Are non-coprime ideals always contained in some prime ideal?

Question

I'm reading Milne's notes on Algebraic Number Theory and am confused about the proof of the following lemma

Let $D$ be a ring and $\mathfrak{a}$ and $\mathfrak{b}$ be coprime ideals of $D$. Then the ideals $\mathfrak{a}^m$ and $\mathfrak{b}^n$ are coprime for all $m, n \in \Bbb N$.

The proof starts as follows:

Suppose $\mathfrak{a}^m$ and $\mathfrak{b}^n$ are not coprime. Then they are both contained in some prime (even maximal) ideal $\mathfrak{p}$.

Why is this the case? I've seen a proof that every ideal is contained in some maximal ideal but I can't seem to find anything about the same statement for prime ideals.

Answer 1

Maximal ideals are prime ideals, so, if you can find a maximal ideal with some property, you've got a prime ideal with that property. That's why the notes say "(even maximal)".

Answer 2

You can also see it like this: there exist $a \in \frak{a}$, $b \in \frak{b}$ so that $a+b=1$. Now notice that in the binomial expansion of $1 = (a+b)^{m+n-1}$ each term is in $\frak{a}^m$ or in $\frak{b}^n$.

○ ○ ○ ○ ○

Problems to solve:
- 1) Summarize the forum thread on non-coprime ideals in two sentences.
- 2) Please duplicate everything in the forum thread from "I'm reading Milne's" down to "n \in \Bbb N$.".

Data:
○ ○ ○ ○ ○

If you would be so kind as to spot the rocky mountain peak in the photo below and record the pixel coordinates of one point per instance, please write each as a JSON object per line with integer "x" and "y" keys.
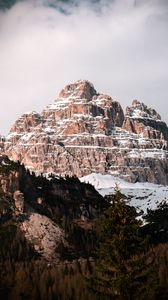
{"x": 140, "y": 110}
{"x": 81, "y": 89}
{"x": 84, "y": 132}
{"x": 141, "y": 119}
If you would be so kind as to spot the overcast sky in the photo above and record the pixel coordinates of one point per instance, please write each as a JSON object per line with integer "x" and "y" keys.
{"x": 121, "y": 46}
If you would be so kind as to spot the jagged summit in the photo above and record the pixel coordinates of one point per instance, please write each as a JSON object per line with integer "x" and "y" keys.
{"x": 146, "y": 121}
{"x": 82, "y": 89}
{"x": 84, "y": 131}
{"x": 140, "y": 110}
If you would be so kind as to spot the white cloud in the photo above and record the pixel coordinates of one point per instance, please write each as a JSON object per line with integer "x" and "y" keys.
{"x": 123, "y": 50}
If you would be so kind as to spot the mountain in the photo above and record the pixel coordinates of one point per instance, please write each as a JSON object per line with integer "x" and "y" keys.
{"x": 141, "y": 195}
{"x": 85, "y": 132}
{"x": 49, "y": 212}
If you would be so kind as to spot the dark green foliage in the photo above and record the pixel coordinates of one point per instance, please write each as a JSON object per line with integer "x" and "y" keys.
{"x": 37, "y": 280}
{"x": 123, "y": 269}
{"x": 157, "y": 223}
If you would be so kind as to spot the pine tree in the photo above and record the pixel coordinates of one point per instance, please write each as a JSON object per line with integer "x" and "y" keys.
{"x": 124, "y": 267}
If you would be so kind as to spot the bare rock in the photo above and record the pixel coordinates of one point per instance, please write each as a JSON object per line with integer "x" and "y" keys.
{"x": 44, "y": 235}
{"x": 84, "y": 131}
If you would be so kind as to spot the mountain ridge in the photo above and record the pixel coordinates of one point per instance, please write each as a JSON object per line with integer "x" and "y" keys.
{"x": 84, "y": 131}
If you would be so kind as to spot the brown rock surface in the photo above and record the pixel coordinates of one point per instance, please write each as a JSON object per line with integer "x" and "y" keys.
{"x": 84, "y": 132}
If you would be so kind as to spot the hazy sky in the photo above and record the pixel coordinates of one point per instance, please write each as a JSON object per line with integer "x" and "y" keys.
{"x": 121, "y": 46}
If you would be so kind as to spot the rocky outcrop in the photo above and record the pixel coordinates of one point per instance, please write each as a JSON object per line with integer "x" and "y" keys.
{"x": 145, "y": 121}
{"x": 84, "y": 132}
{"x": 44, "y": 234}
{"x": 18, "y": 197}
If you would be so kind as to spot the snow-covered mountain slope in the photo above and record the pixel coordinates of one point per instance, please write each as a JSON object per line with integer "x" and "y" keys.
{"x": 83, "y": 131}
{"x": 141, "y": 195}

○ ○ ○ ○ ○

Worked answers:
- 1) A reader of Milne's notes on Algebraic Number Theory asks why, in the proof that powers $\mathfrak{a}^m$ and $\mathfrak{b}^n$ of coprime ideals are coprime, two non-coprime ideals must both lie in some prime ideal, since the reader has only seen that every ideal is contained in some maximal ideal. One answer points out that maximal ideals are prime, which is why the notes say "(even maximal)", and another observes that if $a+b=1$ with $a \in \mathfrak{a}$ and $b \in \mathfrak{b}$, then each term in the binomial expansion of $1 = (a+b)^{m+n-1}$ lies in $\mathfrak{a}^m$ or in $\mathfrak{b}^n$.

- 2)
I'm reading Milne's notes on Algebraic Number Theory and am confused about the proof of the following lemma

Let $D$ be a ring and $\mathfrak{a}$ and $\mathfrak{b}$ be coprime ideals of $D$. Then the ideals $\mathfrak{a}^m$ and $\mathfrak{b}^n$ are coprime for all $m, n \in \Bbb N$.